* Task instructions:
Using the data below, gather each line that includes the word "stone".

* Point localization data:

=======

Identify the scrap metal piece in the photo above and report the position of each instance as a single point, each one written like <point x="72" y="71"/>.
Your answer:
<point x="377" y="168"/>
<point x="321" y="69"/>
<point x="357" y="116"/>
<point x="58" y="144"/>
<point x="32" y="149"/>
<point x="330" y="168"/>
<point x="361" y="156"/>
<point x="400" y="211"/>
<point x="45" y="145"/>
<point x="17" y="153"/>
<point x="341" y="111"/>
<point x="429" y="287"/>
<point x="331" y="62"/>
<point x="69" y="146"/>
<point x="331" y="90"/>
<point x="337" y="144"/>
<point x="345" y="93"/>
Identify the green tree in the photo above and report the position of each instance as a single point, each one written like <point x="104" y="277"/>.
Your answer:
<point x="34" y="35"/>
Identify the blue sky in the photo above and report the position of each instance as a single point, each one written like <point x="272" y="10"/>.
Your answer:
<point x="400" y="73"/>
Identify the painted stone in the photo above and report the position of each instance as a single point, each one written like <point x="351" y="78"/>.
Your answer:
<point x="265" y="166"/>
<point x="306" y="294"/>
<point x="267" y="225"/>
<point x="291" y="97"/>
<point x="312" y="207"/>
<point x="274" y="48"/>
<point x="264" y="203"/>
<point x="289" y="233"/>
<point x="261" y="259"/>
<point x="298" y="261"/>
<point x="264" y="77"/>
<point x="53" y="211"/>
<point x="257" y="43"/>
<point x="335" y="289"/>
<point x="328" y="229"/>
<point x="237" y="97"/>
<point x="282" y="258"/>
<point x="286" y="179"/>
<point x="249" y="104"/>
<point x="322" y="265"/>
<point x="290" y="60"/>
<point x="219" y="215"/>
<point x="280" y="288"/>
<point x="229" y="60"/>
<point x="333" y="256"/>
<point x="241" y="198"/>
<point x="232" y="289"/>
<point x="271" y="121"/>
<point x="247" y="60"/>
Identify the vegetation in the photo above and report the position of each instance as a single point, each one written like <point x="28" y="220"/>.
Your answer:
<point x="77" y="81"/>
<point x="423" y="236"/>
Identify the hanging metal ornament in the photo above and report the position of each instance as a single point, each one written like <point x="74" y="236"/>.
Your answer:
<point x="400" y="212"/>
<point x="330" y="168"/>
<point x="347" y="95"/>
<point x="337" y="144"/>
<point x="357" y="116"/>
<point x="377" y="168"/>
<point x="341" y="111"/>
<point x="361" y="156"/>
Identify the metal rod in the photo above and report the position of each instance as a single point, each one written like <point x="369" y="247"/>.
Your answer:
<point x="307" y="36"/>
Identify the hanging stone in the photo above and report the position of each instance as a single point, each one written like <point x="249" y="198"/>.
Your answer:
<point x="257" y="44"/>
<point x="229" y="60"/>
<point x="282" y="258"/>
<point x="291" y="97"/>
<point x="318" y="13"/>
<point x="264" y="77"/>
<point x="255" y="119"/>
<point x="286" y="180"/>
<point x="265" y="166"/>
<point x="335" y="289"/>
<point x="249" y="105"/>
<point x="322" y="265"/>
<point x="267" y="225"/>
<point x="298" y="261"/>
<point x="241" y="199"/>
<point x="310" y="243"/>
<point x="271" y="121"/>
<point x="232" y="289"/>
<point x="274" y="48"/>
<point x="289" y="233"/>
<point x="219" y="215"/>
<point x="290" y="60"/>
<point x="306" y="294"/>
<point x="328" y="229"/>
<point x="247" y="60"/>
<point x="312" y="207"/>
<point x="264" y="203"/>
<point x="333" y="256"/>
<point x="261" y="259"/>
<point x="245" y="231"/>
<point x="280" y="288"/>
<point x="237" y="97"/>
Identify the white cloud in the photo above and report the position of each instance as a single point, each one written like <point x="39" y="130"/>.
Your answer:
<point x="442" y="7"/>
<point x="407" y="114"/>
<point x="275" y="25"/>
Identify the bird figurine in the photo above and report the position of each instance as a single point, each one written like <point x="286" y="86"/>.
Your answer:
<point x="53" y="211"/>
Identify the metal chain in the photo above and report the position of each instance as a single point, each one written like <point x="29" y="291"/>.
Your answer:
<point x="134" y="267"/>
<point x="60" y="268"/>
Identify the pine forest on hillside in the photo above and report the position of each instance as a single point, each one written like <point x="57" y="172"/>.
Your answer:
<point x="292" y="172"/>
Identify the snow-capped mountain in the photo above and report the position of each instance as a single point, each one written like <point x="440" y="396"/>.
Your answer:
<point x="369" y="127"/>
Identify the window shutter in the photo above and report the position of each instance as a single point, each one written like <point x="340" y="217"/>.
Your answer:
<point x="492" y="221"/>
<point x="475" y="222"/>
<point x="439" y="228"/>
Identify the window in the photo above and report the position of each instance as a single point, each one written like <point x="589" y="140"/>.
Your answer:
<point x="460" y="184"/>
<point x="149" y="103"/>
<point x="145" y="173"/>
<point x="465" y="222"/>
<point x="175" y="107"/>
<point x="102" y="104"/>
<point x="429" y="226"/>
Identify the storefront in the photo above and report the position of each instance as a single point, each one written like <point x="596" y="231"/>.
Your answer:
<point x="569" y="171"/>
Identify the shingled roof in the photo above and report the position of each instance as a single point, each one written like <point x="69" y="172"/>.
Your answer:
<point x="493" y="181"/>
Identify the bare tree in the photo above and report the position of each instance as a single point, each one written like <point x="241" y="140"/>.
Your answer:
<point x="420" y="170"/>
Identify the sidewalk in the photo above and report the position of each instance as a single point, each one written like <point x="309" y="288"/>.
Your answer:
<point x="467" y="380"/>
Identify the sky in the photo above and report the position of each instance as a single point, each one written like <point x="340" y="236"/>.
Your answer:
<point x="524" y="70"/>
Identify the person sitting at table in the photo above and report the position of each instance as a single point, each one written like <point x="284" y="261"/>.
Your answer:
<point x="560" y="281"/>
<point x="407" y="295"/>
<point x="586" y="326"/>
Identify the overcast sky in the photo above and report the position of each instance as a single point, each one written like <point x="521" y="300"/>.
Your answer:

=======

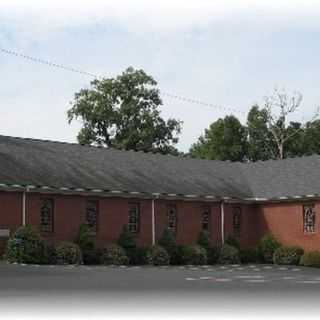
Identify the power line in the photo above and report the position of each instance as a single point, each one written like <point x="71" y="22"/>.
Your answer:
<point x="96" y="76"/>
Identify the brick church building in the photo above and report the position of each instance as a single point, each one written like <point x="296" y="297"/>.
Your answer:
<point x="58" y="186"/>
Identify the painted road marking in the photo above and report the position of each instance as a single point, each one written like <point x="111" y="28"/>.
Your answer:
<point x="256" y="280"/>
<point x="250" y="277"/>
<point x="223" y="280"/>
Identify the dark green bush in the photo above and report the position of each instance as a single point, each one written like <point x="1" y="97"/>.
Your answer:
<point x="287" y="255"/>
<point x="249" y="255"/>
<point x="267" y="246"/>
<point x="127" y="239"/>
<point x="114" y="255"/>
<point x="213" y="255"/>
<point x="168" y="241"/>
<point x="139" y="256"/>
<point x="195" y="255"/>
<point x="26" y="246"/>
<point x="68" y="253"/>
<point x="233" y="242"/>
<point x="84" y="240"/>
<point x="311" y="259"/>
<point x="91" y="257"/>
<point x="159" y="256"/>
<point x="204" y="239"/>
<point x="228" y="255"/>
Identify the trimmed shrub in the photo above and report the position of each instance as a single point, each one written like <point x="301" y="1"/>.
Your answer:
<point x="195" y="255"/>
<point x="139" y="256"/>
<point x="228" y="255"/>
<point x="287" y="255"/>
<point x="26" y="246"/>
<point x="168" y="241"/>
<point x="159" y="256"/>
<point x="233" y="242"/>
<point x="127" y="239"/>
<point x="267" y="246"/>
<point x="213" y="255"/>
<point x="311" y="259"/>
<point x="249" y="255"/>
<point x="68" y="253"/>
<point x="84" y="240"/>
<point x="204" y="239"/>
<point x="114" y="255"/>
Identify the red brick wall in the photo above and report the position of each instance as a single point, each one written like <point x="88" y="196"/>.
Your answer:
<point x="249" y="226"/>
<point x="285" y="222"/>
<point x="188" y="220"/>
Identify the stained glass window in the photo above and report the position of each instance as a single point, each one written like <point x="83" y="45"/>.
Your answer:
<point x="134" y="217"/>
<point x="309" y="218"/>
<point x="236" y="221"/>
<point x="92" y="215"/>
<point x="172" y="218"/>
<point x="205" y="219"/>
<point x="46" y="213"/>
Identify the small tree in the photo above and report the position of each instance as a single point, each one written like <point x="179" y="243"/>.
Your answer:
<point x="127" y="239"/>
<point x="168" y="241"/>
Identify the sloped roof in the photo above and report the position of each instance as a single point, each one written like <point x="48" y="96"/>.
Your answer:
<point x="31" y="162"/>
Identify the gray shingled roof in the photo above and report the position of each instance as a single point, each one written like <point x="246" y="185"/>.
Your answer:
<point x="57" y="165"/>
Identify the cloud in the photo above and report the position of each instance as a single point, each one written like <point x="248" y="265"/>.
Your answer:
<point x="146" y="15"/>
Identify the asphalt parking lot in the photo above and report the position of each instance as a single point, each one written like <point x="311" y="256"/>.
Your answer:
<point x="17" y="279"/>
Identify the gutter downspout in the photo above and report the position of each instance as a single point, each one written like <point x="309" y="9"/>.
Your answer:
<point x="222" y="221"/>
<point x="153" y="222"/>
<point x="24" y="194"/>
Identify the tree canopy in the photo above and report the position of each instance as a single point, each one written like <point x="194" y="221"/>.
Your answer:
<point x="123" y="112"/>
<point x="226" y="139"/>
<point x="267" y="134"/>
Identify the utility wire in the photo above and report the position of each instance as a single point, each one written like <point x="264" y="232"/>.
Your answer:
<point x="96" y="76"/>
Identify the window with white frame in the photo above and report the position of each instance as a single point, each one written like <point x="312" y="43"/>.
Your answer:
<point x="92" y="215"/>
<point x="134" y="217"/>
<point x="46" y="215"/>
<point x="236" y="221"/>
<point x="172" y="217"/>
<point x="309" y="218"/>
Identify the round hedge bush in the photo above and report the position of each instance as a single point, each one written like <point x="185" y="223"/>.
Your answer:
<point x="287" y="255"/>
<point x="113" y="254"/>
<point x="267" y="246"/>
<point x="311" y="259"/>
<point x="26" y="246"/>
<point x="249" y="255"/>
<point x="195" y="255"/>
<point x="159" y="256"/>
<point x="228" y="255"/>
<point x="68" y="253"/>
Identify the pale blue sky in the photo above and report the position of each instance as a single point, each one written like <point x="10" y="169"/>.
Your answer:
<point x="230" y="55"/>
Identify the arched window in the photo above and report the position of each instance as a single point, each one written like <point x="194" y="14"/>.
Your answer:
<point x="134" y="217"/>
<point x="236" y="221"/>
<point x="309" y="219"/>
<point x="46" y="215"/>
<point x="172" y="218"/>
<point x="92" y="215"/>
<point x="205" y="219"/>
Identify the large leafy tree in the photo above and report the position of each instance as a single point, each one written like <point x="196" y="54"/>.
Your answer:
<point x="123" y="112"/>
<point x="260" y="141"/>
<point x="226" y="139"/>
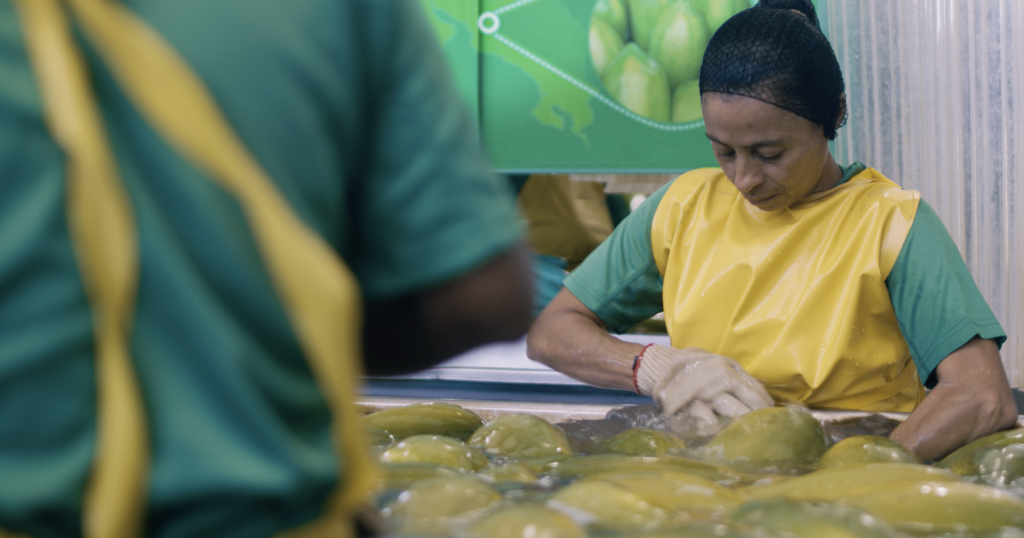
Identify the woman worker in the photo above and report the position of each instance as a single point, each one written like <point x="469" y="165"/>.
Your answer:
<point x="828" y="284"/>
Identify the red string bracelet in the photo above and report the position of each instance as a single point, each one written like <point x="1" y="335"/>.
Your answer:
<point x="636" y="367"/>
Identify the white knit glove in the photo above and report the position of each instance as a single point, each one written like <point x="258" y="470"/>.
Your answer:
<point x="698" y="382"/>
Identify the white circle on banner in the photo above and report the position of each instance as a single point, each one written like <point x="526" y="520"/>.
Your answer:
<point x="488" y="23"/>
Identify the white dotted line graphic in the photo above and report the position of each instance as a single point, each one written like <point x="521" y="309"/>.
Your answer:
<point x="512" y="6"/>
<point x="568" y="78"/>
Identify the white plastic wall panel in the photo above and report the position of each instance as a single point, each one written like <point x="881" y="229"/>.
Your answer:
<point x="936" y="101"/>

=======

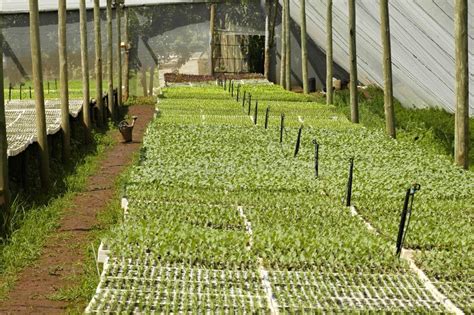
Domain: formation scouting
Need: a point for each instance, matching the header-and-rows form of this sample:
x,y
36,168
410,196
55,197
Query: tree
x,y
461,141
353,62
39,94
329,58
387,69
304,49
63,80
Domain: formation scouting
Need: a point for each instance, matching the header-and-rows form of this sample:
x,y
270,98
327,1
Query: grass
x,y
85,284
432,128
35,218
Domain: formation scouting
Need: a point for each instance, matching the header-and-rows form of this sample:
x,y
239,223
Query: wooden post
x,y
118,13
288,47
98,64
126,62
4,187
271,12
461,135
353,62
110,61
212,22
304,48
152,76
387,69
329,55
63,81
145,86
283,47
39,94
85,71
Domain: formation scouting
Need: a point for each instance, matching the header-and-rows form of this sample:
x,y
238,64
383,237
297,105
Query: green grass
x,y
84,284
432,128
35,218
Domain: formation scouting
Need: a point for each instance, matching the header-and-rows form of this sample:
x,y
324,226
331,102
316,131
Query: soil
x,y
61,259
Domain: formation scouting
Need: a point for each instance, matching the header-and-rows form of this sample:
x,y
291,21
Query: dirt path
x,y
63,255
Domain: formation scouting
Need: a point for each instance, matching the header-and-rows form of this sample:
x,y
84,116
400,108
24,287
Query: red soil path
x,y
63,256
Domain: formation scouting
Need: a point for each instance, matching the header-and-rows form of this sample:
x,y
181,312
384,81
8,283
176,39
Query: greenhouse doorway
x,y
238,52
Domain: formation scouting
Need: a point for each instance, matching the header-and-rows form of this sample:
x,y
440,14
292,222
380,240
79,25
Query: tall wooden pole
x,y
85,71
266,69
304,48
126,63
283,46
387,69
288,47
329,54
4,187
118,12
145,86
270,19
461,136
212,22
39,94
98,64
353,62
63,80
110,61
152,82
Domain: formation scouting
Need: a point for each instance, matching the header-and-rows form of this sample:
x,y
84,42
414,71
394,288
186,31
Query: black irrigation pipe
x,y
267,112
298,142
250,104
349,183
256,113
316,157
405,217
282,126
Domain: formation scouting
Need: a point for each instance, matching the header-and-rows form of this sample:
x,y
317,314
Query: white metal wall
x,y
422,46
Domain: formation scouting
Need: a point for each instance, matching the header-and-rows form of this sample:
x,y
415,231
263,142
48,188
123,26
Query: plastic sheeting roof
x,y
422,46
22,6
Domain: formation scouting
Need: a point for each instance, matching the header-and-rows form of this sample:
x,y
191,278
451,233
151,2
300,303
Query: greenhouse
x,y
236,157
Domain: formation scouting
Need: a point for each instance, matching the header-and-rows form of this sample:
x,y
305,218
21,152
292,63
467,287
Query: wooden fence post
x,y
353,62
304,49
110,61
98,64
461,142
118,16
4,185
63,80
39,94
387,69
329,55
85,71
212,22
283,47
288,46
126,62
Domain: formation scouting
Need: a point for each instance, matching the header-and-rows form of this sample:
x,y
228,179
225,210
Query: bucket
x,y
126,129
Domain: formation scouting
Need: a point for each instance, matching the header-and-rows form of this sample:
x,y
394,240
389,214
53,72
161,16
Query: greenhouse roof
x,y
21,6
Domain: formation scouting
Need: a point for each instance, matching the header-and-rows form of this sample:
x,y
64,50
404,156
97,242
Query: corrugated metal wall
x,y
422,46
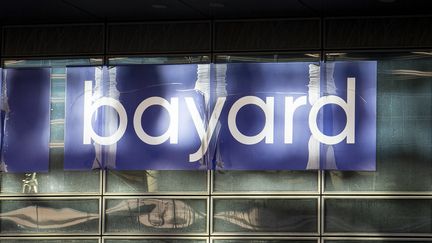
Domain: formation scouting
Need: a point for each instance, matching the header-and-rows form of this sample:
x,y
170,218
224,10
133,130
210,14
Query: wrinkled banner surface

=======

* Solved problem:
Identify the painted stone in the photo above and report the position of each instance as a single point, each one written like <point x="351" y="78"/>.
Identify the hanging stone in the photo above and report the position of each instance as a single point, each one written like <point x="249" y="198"/>.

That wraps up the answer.